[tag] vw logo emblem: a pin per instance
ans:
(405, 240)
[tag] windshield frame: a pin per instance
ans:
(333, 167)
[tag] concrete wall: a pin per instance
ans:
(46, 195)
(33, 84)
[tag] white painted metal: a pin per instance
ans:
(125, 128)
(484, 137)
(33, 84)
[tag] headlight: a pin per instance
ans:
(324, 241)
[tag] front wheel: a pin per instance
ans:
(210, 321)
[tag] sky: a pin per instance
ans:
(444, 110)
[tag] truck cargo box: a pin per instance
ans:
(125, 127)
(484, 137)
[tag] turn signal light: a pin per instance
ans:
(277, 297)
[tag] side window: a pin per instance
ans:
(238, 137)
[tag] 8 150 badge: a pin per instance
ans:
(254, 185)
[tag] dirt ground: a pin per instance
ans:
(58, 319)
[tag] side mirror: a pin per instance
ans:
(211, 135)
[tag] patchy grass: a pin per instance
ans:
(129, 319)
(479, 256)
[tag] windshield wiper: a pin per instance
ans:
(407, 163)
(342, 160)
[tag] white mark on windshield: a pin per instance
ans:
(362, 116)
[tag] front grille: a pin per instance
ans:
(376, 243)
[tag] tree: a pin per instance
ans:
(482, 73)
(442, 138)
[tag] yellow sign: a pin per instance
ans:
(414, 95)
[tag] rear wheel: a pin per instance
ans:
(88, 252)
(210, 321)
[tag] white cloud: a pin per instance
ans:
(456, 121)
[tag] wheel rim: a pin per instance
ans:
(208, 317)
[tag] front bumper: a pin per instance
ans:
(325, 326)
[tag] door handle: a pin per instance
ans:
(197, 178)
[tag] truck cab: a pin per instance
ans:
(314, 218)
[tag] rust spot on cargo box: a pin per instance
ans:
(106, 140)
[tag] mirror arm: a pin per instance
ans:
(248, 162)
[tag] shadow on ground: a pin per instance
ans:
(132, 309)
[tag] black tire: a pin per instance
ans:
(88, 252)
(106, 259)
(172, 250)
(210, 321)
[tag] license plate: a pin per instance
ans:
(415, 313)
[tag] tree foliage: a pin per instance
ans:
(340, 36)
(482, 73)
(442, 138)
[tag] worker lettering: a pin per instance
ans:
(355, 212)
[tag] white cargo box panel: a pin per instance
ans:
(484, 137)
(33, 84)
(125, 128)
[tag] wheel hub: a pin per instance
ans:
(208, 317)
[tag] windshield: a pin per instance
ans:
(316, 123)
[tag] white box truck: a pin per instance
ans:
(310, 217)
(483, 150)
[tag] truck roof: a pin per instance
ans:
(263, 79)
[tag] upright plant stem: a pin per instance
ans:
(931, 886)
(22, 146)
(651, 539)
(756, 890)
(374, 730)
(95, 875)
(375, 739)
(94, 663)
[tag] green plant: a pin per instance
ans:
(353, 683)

| INSTRUCTIONS FOR THE TASK |
Return, word for word, the lines of the records starting with the line that contains "[tag] side mirror: a pin per instance" and continuing through the last line of the records.

| SOLUTION FOR THIS TASK |
[tag] side mirror: a pin per instance
ans:
(211, 135)
[tag] patchy grass: a pin per instance
ans:
(129, 319)
(479, 256)
[tag] windshield wiper: a pin per instance
ans:
(407, 163)
(342, 160)
[tag] white mark on windshield: a pin per instance
ans:
(362, 116)
[tag] front grille: a pin per instance
ans:
(376, 243)
[tag] tree: a pin per instance
ans:
(482, 73)
(442, 138)
[tag] yellow sign: a pin per instance
ans:
(414, 95)
[tag] rear wheel: a pin per instance
ans:
(88, 252)
(210, 321)
[tag] white cloud: a pin per instance
ans:
(456, 121)
[tag] wheel rim: a pin per instance
ans:
(208, 317)
[tag] front bumper: a pin per instance
ans:
(325, 326)
[tag] door handle: a pin per instance
ans:
(197, 178)
[tag] truck cab: a pin per instance
ans:
(314, 218)
[tag] rust spot on cargo box: a pin per instance
ans:
(106, 140)
[tag] mirror arm: a pin per instance
ans:
(248, 162)
[tag] shadow on ground: a pin per instance
ans:
(132, 309)
[tag] black tire: a pin per instance
ans:
(88, 252)
(106, 259)
(172, 250)
(210, 321)
[tag] license plate: a pin per instance
ans:
(415, 313)
[tag] tree foliage: a pin per instance
ans:
(340, 36)
(482, 73)
(442, 138)
[tag] worker lettering: a pin per instance
ans:
(355, 212)
[tag] white cargo box panel: a pin per instance
ans:
(484, 137)
(33, 84)
(125, 128)
[tag] wheel hub: a pin per instance
ans:
(208, 317)
[tag] windshield: a pin per instance
ans:
(316, 123)
[tag] white box truck: a pin per instance
ans:
(310, 217)
(483, 150)
[tag] truck roof: a pin per instance
ans:
(263, 79)
[tag] upright plant stem: a pin per instance
ans:
(931, 886)
(22, 146)
(651, 539)
(756, 890)
(374, 730)
(95, 875)
(375, 739)
(94, 663)
[tag] green plant: a pin per instance
ans:
(353, 683)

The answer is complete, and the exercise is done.